TASK TO CARRY OUT => Rescale the entries below by repeating every line, requests included, with each answer's pixel coordinates multiplied by 1.1 and rounded to whole numbers, halves going up. Leave the pictures out of your reply.

----

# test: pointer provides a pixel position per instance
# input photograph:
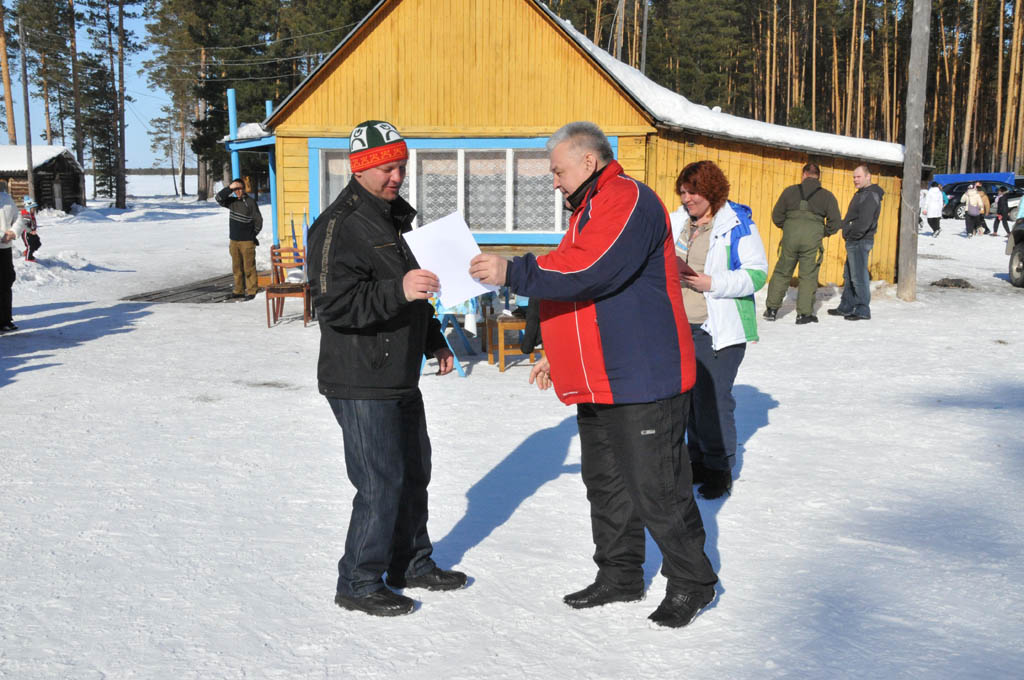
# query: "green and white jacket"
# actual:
(738, 268)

----

SOLUTION TO THIS TASK =>
# test: pointer provides a pixel position per instance
# input photograph:
# query: "green and white jacket"
# actual:
(812, 295)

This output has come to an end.